### Problem details
Render every non-blank line of the entries below as a Markdown table with the columns "Row" and "Entry line," numbering the rows in order. Leave the pictures out.

----------

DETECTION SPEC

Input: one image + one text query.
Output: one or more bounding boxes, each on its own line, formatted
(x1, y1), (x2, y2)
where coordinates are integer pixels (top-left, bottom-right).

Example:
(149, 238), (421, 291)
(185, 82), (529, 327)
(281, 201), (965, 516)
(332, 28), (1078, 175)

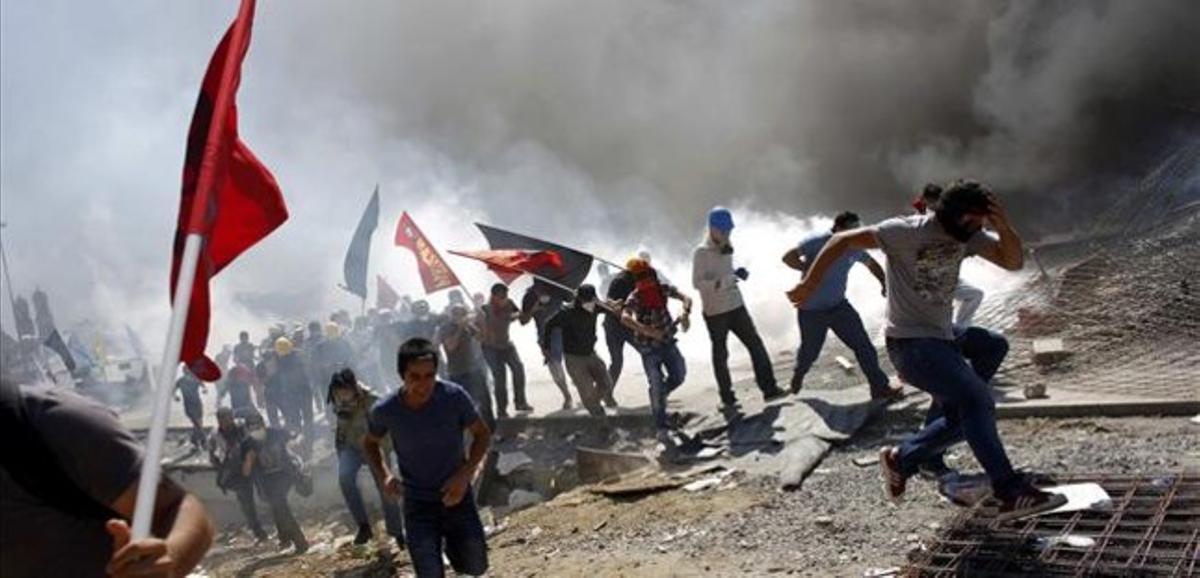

----------

### Expected answer
| Row | Entry line |
|---|---|
| 1 | DETECTION SPEC |
| 2 | Input: one image + one text query. |
| 3 | Output: one or more bounding boxes, each on its own line, formatted |
| 4 | (x1, y1), (x2, y2) |
| 5 | where coordinates are integer pixels (top-left, bottom-right). |
| 6 | Example: |
| 7 | (149, 238), (421, 291) |
| 8 | (185, 82), (529, 327) |
| 9 | (281, 201), (965, 516) |
| 10 | (332, 28), (1078, 175) |